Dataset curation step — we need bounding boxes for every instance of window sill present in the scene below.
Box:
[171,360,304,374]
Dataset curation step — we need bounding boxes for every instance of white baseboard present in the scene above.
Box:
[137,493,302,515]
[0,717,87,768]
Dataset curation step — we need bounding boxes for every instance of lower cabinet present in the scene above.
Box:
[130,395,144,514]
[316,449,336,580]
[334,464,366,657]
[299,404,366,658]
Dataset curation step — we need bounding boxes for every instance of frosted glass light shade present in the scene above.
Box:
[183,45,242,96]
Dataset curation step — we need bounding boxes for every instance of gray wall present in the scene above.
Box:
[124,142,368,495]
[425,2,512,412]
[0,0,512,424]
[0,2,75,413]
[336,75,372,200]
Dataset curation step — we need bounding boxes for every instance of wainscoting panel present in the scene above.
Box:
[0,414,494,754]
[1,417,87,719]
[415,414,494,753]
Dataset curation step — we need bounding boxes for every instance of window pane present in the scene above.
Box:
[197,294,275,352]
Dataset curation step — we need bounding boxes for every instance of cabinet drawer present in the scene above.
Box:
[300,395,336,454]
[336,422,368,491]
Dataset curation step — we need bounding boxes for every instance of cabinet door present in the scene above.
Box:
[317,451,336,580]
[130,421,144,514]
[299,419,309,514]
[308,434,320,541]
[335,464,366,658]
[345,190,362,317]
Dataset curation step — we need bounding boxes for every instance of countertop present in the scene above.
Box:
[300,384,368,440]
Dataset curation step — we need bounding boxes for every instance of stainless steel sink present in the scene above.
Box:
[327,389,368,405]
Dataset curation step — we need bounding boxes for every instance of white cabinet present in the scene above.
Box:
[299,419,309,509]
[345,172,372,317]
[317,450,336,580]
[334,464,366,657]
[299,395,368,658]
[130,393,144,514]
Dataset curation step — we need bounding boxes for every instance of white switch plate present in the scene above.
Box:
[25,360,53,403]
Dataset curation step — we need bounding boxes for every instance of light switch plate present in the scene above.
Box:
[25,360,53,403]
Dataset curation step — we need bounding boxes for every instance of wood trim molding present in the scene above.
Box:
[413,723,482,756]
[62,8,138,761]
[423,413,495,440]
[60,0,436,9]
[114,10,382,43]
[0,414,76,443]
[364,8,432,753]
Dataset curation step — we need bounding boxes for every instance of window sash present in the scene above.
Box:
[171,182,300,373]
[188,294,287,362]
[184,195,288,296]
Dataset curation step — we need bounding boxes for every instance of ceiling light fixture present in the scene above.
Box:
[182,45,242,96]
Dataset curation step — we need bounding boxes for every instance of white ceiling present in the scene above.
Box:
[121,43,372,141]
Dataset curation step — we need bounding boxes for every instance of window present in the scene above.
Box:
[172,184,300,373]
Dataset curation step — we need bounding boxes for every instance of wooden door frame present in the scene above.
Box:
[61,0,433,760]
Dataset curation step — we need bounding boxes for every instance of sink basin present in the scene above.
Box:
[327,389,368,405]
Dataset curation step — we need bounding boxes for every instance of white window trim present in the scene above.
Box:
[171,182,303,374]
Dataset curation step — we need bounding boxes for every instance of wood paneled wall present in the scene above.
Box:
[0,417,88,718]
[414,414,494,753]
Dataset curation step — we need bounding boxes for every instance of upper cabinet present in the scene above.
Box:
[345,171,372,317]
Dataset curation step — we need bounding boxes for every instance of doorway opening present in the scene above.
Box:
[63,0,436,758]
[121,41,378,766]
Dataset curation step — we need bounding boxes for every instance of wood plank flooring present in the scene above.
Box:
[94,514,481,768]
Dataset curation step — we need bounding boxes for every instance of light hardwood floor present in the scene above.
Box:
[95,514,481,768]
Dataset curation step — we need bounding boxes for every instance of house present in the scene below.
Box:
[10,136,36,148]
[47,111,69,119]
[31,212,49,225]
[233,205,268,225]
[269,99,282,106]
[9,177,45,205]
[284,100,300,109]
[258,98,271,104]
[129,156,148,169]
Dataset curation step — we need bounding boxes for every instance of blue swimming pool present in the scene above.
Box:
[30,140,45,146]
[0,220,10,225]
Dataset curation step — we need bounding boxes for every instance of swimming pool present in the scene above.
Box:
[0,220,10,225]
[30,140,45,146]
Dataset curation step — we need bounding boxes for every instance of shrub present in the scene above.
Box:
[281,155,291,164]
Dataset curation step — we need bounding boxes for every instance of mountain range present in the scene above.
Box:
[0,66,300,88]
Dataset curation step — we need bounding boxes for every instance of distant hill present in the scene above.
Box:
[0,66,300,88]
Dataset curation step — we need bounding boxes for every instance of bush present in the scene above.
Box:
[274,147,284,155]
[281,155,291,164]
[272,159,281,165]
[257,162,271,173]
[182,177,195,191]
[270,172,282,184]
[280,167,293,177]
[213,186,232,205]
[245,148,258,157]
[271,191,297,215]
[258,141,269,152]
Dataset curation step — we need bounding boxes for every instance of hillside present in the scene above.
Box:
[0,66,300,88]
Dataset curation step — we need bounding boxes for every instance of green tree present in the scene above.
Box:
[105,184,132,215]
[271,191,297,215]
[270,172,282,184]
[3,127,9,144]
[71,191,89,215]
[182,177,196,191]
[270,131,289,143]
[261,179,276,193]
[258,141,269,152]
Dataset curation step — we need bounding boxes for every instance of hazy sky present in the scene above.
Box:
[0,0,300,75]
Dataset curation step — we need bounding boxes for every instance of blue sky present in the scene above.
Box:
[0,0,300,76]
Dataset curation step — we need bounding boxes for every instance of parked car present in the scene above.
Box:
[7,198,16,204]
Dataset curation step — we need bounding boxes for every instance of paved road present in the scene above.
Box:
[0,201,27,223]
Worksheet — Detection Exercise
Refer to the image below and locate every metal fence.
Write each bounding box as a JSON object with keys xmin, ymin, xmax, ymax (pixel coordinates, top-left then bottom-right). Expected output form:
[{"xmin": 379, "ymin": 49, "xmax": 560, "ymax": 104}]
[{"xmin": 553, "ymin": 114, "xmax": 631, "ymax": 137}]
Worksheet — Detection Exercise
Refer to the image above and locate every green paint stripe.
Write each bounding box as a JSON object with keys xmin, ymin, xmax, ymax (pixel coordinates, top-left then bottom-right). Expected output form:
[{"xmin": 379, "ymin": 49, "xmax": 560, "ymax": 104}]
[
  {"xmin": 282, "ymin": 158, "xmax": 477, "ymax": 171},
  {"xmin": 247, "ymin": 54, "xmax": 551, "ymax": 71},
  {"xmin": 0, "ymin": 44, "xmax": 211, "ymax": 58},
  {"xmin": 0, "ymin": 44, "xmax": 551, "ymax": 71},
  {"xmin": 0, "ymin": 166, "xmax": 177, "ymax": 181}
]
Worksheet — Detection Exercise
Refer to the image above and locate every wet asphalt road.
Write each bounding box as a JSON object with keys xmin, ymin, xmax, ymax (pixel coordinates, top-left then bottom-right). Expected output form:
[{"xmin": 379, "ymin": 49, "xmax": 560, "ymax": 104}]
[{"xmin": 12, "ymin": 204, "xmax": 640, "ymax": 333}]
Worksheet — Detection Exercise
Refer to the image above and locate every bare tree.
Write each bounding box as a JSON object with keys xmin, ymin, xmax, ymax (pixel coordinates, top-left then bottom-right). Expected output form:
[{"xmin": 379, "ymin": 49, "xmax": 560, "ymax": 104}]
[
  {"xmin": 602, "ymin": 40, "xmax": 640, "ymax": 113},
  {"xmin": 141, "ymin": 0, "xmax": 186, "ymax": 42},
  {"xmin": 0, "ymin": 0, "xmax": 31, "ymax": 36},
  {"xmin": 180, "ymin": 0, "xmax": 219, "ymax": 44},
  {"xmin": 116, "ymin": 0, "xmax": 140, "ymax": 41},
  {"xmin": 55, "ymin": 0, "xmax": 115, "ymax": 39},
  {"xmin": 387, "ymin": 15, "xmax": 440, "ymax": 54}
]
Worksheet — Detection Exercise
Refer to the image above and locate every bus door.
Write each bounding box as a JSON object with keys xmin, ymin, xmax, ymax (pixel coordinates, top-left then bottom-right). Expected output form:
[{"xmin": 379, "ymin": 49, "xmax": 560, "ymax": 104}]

▶ **WHAT THE TASK REQUIRES**
Copy the data word for word, from the line holding "gray wall present in the scene above." through the line holding "[336,75,372,200]", with both of those lines included.

▶ **TASK ANSWER**
Dataset curation step — we need bounding boxes for every instance of gray wall present in the scene above.
Box:
[124,142,368,495]
[425,2,512,412]
[0,0,512,424]
[0,2,75,413]
[336,75,372,200]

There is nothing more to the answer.